Records of object locations

-- start --

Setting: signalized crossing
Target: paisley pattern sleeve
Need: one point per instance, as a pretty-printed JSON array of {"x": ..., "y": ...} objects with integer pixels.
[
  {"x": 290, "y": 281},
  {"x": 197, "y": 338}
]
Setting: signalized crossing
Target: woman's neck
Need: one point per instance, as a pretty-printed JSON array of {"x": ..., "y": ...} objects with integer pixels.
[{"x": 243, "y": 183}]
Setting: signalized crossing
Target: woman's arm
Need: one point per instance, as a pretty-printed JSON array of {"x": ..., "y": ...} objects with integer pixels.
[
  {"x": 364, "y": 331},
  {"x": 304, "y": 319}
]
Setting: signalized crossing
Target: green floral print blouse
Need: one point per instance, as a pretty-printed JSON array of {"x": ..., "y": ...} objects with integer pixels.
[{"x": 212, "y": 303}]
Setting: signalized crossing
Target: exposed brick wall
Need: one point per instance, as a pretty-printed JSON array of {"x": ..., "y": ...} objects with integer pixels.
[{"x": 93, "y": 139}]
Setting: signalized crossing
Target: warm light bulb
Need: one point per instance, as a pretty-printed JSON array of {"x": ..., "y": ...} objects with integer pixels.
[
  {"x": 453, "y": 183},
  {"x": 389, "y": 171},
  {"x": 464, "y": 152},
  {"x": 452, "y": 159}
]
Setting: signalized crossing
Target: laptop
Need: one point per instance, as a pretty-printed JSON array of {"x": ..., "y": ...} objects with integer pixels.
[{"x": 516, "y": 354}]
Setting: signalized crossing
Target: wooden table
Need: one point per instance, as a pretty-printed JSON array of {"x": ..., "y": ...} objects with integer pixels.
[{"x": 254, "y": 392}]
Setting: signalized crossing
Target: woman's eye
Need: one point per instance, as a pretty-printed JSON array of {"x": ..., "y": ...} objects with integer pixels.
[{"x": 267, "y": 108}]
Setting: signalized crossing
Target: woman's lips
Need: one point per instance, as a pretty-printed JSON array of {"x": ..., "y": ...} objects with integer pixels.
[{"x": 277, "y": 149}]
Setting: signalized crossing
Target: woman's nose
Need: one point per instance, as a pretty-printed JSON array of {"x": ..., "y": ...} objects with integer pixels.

-- end --

Given problem
Please rename "signalized crossing" to "pedestrian crosswalk" throughout the records and write them out again with nothing else changed.

Complete answer
Setting: pedestrian crosswalk
Target: paisley pattern sleeve
Need: one point per instance, as a pretty-printed JSON array of {"x": ..., "y": ...} objects with integer pixels.
[
  {"x": 290, "y": 281},
  {"x": 197, "y": 338}
]
Setting: pedestrian crosswalk
Target: woman's neck
Need: one point per instance, as a pretty-printed JSON array of {"x": ..., "y": ...} objects with integer pixels.
[{"x": 243, "y": 183}]
Setting: pedestrian crosswalk
Target: woman's arm
Need: one point per instance, as a pretty-printed JSON array of {"x": ..., "y": ...} objects with integer pixels.
[
  {"x": 364, "y": 331},
  {"x": 304, "y": 319}
]
Setting: pedestrian crosswalk
Target: green floral print blouse
Need: one point per instance, as a pretty-printed JSON array of {"x": ..., "y": ...} objects with integer pixels.
[{"x": 212, "y": 303}]
Setting: pedestrian crosswalk
Target: exposed brick wall
Need: one point per instance, as a pretty-printed JSON array of {"x": ..., "y": ...} objects with integer pixels.
[{"x": 93, "y": 139}]
Setting: pedestrian crosswalk
Target: warm light bulb
Need: one point per instance, as a pretty-printed JSON array of {"x": ..., "y": ...} objects with integer pixels.
[
  {"x": 453, "y": 183},
  {"x": 389, "y": 171},
  {"x": 464, "y": 152},
  {"x": 452, "y": 159}
]
Setting: pedestrian crosswalk
Target: laptop
Need: one point per instance, as a pretty-printed JSON array of {"x": ..., "y": ...} objects with integer pixels.
[{"x": 516, "y": 354}]
Setting: pedestrian crosswalk
Target: wooden table
Need: one point per instance, as a pretty-printed JSON array of {"x": ..., "y": ...} objects with integer pixels.
[{"x": 254, "y": 392}]
Setting: pedestrian crosswalk
Target: woman's eye
Need: one point per instance, as a pretty-printed JSON array of {"x": ..., "y": ...} objects with integer pixels.
[{"x": 267, "y": 108}]
Setting: pedestrian crosswalk
Target: woman's lips
Need: one point per instance, as a pretty-printed JSON array of {"x": ..., "y": ...} objects with integer pixels.
[{"x": 277, "y": 149}]
Setting: pedestrian crosswalk
Target: woman's nose
Need: one point per instance, as a pretty-printed JSON array of {"x": ..., "y": ...} objects with integer pixels.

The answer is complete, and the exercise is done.